» Your goal
Please pick up the account of the wildfire near Vacaville, shown below before the material, and continue it from its last sentence.

» Provided text
(begin)

TRAVIS AIR FORCE BASE, Calif. – In the early morning hours of Aug. 19, it was quiet in Vacaville. In the rural neighborhood of Cherry Glen Rd., ash, as though snow, gently fell along the soft breeze that offered little reprieve from the heat, which had climbed into triple digits the previous week.

Second Lt. Elijah MacLaren, 60th Operations Support Squadron section commander, knew of the looming threat of the LNU Lightning Complex Fire, which was quickly descending on his home, and stepped outside at 1:30 a.m. to investigate any clues as to the fire’s proximity.

“It was eerie,” MacLaren said. “Outside my home, it’s pitch-black, so the only thing I could really see was the ash. You could smell smoke. It was all just very still—like something out of a horror movie.”

The stillness wouldn’t last, though, as police cruisers soon appeared on the once-silent street.

(end)

» Data section
(begin)

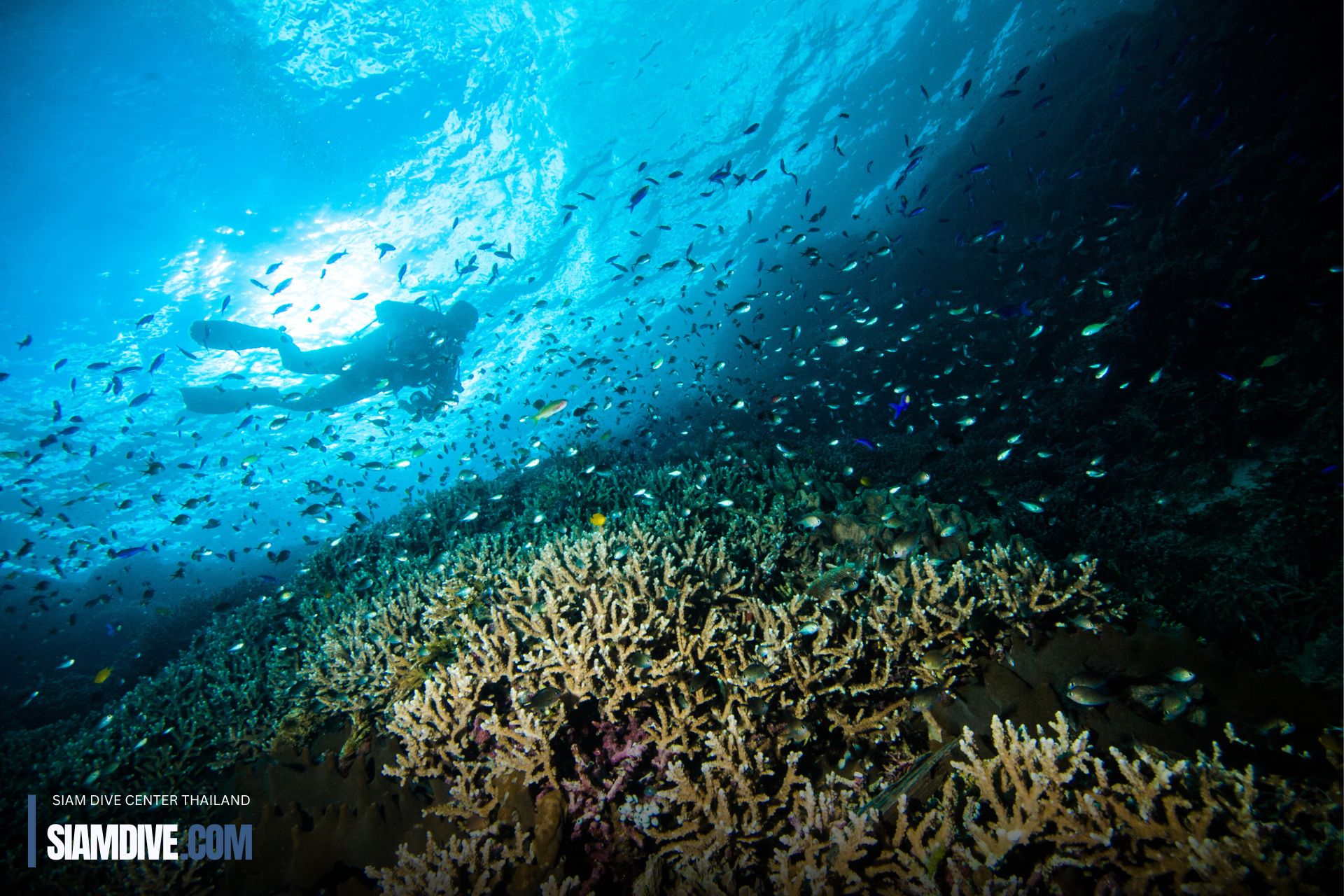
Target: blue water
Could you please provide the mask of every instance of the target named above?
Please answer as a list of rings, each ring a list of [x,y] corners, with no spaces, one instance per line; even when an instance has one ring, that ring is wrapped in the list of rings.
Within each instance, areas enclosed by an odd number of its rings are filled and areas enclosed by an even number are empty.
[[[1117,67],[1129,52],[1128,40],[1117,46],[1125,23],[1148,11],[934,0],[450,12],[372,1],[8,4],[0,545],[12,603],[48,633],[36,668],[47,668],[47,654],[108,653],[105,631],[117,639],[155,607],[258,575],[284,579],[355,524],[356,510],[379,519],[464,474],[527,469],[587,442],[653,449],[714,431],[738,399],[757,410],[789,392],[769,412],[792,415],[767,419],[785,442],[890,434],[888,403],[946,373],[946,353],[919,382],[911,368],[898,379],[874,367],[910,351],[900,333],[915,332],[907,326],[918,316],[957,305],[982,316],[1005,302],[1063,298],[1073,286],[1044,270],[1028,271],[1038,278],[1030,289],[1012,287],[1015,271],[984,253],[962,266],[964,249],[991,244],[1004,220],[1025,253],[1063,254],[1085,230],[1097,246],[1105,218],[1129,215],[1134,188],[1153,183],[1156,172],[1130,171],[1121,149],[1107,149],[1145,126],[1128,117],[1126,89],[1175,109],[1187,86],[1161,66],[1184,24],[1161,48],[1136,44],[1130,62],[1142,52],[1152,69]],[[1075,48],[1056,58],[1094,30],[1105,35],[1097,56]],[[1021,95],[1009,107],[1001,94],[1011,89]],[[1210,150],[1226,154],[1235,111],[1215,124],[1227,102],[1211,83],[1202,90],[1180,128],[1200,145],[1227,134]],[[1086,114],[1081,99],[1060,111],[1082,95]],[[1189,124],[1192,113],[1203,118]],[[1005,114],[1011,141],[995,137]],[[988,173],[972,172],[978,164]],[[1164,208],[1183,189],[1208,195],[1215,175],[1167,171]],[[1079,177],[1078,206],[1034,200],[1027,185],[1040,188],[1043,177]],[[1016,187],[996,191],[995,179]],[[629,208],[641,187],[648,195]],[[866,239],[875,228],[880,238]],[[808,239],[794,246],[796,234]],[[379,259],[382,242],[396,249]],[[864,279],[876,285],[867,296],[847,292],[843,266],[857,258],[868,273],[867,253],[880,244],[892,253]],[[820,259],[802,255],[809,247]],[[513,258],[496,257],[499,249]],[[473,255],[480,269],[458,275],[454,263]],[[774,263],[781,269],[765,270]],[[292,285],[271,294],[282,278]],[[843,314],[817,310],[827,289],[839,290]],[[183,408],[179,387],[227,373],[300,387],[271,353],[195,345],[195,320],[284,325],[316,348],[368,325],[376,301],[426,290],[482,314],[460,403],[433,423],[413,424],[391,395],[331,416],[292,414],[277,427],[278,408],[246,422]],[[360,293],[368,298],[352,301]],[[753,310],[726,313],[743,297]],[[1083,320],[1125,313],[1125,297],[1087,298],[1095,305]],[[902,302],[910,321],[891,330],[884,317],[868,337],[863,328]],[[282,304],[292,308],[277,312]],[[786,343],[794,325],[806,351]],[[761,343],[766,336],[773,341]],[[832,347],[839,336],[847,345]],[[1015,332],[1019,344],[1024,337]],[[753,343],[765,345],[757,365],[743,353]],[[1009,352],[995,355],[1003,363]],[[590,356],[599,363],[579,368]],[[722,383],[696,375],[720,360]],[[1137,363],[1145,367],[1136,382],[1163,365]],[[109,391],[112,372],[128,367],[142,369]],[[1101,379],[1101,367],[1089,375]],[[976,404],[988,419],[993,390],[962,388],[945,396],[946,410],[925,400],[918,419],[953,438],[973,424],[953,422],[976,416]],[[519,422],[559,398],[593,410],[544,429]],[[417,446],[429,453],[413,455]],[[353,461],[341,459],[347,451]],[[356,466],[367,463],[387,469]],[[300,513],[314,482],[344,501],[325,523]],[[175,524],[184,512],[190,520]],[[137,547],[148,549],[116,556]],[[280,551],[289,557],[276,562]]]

(end)
(begin)

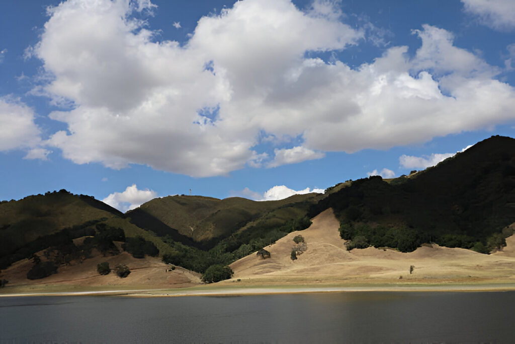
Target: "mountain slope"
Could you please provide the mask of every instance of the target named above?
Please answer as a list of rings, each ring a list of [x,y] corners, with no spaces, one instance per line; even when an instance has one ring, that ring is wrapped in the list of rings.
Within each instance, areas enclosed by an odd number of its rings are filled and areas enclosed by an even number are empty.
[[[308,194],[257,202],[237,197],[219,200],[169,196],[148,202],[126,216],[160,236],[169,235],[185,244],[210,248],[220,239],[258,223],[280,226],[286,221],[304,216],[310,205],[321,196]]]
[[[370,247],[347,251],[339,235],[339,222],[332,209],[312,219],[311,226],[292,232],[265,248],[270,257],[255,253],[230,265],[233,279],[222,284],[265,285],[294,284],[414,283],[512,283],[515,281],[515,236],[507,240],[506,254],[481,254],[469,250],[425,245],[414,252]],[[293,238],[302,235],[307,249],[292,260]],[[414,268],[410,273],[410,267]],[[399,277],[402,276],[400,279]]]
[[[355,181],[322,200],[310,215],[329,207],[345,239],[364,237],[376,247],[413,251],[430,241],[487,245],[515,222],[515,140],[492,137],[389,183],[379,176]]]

(end)

» The response
“They were knocking on doors, telling people to start thinking about evacuating,” MacLaren said. “We weren’t given orders at that time yet, but by that point, the fire was moving our way—fast.”

Grabbing a go-bag of essentials, MacLaren, a 16-year Air Force veteran, rallied his wife, Christina, a first lieutenant and an operating room nurse with Travis AFB’s 60th Surgical Operations Squadron, his two children, Lillian and Maverick, and headed for safety.

MacLaren said his military background helped him move his family out of danger quickly.

“After so many years in, that military part of you kind of takes over and says, ‘What’s needed? Where are we going? How are we getting there? Let’s go,’” MacLaren said.

After a frantic search for safe lodging, the family arrived to base around 5:30 a.m. and unpacked inside Travis AFB’s Westwind Inn. Later that morning, a neighbor of MacLaren’s, who hadn’t evacuated yet, informed the family that the evacuation radius had still yet to reach their home.

MacLaren decided to use this time as an opportunity to make a few trips home to safeguard more items from the fire.

“First thing on my mind was to get my goats,” he said. “The fire still wasn’t visible from where I was, so I felt good about grabbing a few other small things as well—keepsakes, documents, things like that.”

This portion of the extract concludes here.